(Items from a data source)

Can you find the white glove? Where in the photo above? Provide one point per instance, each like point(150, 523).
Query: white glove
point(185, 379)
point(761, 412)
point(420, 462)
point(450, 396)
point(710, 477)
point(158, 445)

■ REQUIREMENT ■
Print every record exactly as written.

■ EXERCISE OUTPUT ■
Can you find the white glove? Where in the photo above? Provide one point per instance, each like point(150, 523).
Query: white glove
point(185, 379)
point(761, 412)
point(420, 462)
point(450, 396)
point(710, 477)
point(158, 445)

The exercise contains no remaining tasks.